An independent study sponsored by Consumers Union and conducted by ECONorthwest, an economics consulting firm in the Pacific Northwest, estimated the median cost of labeling GM foods. They took into account the cost of repackaging food products to food producers, the cost of changing placards in retail stores to signify raw foods that are genetically engineered, and how much of that cost food producers and retailers would decide to bear themselves or pass on to consumers.  It’s been estimated that the cost of labeling would be $2.30 per consumer annually.  This equates to about a penny a day, so supporters of labeling say that the benefits of a label would outweigh the costs passed on to the consumer. And manufacturers change their packaging every 12-15 months, so adding a small label will not increase the cost of food. 

3. Unknown Long-Term Health Effects

At present, there have been no chronic scientific studies performed to evaluate the effects of GM foods compared to conventional foods.  The substantial equivalence concept adopted in 1996 allows permission to market and sell new foods without any safety or toxicology tests as long as they were not substantially different in chemical composition to foods already on the market.  Without testing, this uncertainty makes some people uneasy, so a label on GM foods would provide consumers with a choice to avoid these products.

Arguments Against GM Food Labeling

1. Increase in Food Costs Due to Labeling 

Organic/Non-GMO Label - There are two labels already out on the market that convey the non-GMO message.  The USDA Organic label has non-GMO intrinsically built into it by requiring crops to be organically farmed and non-GMO.  The Non-GMO label is a non-profit organization that conducts third-party testing of products at the manufacturer’s request.  The threshold is <0.9% GM content in certified foods, and they have certified over 27,000 products since their start in 2005.  Opponents of labeling claim that an extra label would confuse consumers and would be redundant.

2. Increased Cost of Food for Families

One of the reasons California’s Proposition 39 in 2012 failed was the fear that food costs would rise.  An independent study was completed by two teams of researchers and an environmental consulting firm. The implementation would require the separation of different types of products based on whether or not they contained GM, which would require monitoring throughout the supply chain.  This could lead to food retailers to limit their product choices in order to avoid the extra cost of compliance.  Based on this logic, the average grocery bill would increase $400 per family of four a year.  Increasing the cost of food has direct effects on low-income families and could lead to some families skipping meals or having less nutritious options to choose from.

▶ [Record extracts]:
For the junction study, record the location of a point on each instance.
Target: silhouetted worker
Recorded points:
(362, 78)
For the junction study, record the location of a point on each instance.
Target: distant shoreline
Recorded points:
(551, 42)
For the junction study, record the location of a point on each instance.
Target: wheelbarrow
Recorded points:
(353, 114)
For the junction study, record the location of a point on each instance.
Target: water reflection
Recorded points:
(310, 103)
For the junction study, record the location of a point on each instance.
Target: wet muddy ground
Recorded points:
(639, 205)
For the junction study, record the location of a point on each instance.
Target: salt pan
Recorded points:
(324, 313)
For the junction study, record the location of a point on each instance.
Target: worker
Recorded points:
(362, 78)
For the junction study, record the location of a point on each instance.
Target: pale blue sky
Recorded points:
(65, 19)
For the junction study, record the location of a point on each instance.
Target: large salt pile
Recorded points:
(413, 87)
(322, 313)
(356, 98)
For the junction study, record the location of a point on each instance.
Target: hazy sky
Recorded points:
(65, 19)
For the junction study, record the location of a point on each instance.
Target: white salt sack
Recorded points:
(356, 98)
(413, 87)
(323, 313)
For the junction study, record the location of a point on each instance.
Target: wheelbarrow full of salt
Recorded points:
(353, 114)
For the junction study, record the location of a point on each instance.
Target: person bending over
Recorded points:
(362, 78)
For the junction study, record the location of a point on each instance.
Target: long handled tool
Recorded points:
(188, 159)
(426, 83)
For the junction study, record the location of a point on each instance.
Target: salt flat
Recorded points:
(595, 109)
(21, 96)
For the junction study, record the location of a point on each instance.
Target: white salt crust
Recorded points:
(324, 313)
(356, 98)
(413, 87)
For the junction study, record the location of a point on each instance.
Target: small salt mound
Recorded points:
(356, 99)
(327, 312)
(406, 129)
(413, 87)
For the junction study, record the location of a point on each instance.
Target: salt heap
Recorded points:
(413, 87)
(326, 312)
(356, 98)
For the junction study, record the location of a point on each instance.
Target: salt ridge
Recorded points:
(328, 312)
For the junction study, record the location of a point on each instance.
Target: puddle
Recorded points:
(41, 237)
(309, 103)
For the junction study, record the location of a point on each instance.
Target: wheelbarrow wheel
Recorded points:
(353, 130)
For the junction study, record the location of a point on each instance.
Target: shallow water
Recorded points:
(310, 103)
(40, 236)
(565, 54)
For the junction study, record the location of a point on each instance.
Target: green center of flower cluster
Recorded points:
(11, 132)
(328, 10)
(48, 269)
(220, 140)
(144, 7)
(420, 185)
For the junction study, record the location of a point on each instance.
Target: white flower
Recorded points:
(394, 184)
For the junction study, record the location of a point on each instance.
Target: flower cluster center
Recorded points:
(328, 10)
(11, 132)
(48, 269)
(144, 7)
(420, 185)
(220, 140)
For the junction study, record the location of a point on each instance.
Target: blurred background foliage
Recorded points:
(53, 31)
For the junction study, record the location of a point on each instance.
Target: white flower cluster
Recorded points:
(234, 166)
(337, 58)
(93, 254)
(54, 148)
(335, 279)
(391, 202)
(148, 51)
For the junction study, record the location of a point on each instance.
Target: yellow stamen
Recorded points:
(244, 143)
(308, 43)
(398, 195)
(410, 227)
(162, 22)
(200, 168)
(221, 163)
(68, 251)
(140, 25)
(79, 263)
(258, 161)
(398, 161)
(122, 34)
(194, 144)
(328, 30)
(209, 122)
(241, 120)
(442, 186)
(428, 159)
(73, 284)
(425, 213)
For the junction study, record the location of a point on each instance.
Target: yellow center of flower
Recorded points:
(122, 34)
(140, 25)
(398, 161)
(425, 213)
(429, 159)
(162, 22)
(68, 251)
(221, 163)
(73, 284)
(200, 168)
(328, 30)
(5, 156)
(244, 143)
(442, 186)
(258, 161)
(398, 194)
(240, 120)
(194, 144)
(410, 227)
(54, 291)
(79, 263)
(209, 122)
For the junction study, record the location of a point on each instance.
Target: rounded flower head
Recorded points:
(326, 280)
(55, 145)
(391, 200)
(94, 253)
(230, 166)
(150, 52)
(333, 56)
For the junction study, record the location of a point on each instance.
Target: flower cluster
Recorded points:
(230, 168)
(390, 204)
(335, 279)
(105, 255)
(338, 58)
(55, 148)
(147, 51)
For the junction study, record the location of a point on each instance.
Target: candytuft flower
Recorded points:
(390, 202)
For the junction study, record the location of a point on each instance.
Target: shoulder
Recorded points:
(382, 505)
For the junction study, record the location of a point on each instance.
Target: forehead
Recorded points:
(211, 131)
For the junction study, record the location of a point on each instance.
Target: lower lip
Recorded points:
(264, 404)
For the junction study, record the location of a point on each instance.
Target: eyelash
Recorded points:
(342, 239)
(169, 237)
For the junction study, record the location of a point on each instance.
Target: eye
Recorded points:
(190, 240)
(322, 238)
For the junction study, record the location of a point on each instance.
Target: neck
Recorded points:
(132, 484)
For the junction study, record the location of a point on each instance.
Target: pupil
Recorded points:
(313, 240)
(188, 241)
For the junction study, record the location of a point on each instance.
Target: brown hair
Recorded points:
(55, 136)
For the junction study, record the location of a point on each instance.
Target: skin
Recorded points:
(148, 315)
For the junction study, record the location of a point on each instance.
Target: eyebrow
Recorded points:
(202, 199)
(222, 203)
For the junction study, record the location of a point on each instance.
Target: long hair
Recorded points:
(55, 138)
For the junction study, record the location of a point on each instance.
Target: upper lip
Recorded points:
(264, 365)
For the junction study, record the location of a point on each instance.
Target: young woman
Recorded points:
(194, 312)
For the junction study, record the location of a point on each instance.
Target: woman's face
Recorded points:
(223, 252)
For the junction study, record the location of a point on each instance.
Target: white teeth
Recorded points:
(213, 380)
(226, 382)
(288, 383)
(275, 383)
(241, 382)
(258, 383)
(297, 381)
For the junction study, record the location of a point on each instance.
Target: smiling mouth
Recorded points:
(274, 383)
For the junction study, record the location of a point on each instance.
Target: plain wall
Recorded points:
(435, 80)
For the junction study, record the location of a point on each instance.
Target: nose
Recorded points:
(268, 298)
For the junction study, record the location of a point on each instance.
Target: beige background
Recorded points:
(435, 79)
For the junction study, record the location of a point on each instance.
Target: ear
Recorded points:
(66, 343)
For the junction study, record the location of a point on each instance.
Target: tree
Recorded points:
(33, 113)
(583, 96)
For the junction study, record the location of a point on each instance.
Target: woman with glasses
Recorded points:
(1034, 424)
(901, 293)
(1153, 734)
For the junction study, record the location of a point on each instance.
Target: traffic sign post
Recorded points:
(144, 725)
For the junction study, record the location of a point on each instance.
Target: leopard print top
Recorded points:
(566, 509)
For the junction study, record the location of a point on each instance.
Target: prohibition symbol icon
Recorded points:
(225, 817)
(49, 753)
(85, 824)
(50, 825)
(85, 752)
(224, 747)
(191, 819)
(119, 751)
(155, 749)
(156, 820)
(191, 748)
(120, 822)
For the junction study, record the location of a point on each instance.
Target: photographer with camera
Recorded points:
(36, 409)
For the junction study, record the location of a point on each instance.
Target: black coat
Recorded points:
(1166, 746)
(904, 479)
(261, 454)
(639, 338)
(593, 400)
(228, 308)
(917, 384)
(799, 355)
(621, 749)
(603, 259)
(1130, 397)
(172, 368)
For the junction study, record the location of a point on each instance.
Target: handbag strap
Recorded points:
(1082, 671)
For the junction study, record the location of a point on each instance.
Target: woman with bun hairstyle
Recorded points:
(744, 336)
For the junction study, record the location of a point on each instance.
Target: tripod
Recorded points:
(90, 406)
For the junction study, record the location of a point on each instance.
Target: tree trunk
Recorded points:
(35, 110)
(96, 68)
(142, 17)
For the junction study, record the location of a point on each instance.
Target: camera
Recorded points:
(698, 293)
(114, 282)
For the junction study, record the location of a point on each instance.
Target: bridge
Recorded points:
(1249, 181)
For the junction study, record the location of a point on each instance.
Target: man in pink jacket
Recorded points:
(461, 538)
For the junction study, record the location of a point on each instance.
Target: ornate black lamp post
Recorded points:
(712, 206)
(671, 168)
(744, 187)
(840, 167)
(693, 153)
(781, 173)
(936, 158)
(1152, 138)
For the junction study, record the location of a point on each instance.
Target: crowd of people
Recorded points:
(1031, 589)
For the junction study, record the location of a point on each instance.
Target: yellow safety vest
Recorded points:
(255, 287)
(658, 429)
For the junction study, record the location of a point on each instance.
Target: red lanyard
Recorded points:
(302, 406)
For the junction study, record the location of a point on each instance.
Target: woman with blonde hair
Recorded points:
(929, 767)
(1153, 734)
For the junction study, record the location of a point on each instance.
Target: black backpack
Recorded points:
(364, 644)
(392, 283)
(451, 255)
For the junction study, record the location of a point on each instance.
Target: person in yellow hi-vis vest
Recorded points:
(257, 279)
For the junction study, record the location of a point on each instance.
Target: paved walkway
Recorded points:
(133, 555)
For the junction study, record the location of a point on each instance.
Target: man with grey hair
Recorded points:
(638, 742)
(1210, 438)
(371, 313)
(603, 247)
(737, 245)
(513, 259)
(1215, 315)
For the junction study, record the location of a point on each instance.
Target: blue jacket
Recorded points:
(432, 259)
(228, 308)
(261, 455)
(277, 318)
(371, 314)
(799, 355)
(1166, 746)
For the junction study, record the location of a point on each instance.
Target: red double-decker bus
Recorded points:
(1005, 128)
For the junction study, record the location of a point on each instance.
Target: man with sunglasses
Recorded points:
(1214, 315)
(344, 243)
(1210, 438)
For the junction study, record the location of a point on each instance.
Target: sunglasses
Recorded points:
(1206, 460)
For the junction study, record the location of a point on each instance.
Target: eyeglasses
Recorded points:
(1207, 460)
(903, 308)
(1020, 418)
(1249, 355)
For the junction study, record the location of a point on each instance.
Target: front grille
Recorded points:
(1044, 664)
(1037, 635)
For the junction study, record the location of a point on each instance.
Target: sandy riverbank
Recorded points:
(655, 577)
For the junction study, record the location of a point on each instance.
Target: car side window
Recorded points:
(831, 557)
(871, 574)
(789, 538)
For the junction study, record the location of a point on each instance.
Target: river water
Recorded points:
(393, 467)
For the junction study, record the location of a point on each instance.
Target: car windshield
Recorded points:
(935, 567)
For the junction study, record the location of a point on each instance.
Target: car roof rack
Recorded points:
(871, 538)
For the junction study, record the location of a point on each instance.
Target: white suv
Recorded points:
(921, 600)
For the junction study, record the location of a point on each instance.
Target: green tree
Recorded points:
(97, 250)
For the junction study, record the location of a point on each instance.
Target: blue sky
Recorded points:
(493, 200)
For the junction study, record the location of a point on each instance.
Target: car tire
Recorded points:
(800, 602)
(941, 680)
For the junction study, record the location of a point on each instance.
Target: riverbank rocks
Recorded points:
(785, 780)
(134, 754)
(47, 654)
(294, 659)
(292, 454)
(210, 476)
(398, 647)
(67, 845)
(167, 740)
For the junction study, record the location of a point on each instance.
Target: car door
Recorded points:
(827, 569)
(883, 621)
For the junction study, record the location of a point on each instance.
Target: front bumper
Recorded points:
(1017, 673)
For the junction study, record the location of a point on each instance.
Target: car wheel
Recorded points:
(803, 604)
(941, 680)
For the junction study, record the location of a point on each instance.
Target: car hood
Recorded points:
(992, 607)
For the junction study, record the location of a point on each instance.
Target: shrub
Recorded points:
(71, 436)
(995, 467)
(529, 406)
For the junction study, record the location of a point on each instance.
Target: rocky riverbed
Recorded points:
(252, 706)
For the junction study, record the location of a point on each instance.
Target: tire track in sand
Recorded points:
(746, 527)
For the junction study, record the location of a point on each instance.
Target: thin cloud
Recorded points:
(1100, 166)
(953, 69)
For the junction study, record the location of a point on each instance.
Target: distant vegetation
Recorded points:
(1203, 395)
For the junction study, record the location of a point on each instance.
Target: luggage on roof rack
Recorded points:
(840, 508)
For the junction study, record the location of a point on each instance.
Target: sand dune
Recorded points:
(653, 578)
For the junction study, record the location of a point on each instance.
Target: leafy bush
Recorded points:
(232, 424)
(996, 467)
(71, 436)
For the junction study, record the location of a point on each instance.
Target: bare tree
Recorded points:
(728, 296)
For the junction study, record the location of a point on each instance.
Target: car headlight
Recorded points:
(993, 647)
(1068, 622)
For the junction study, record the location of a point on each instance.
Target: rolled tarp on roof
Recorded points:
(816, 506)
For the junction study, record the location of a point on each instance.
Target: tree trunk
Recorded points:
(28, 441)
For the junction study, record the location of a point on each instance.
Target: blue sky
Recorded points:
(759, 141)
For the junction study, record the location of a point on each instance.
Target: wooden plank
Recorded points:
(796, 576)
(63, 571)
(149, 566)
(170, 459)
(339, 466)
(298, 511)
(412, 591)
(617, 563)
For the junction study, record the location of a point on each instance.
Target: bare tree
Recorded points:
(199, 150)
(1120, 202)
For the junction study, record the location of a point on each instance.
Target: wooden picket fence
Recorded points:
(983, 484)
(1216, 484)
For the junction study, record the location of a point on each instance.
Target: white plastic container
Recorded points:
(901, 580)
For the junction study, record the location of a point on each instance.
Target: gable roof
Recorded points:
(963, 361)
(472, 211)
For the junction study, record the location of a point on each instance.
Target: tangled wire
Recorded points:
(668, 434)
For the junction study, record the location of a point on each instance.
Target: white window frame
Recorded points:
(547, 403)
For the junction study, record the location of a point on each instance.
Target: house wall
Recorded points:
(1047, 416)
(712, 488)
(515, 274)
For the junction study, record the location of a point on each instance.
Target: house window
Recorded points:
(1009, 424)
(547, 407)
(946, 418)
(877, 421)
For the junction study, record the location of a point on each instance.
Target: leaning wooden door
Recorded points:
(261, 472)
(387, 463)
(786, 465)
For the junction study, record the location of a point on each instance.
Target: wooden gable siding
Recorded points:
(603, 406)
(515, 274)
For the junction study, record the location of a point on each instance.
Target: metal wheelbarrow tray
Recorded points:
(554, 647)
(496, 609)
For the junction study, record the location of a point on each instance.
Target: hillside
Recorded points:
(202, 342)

▶ [What this exercise asks]:
1) In the GM food labeling text, what is the estimated annual cost of labeling per consumer?
2) Translate this sentence from the GM food labeling text into Spanish: "Opponents of labeling claim that an extra label would confuse consumers and would be redundant."
3) Please carry on with the GM food labeling text from its last sentence.

▶ [Expected outputs]:
1) $2.30 per consumer annually.

2) Los opositores al etiquetado afirman que una etiqueta adicional confundiría a los consumidores y sería redundante.

3)
3. Labeling Law Not Comprehensive

In particular, Oregon’s Measure 92 was written in a way that would cover all grocery-related foods, but not food in restaurants or animal feed.  Opponents to labeling claimed that 2/3 of food we consume would not be covered by the labeling law.  If only 1/3 of the food is covered, what would be the benefit to having a labeling law?

4. No Adverse Effects to Human Health

With the implementation of GM foods in the early 1990’s, there has been no long-term health effects noted.  Since genetic engineering is a precise method, it is less likely to produce an unexpected result. Sub-chronic and acute dietary studies have been conducted, all confirming no significant difference between conventional and GM foods.

With both sides posing compelling arguments, where do you stand on the labeling issue?  One way to make a decision is to educate yourself on both sides of the argument.  Whether you are pro-labeling or not, voice your opinion by contacting your elected representatives.  You can also sign petitions or change your grocery shopping habits to include organic/non-GMO items or not.  No matter where you stand on the labeling issue, change will not come if we don’t make our voices heard and our actions felt.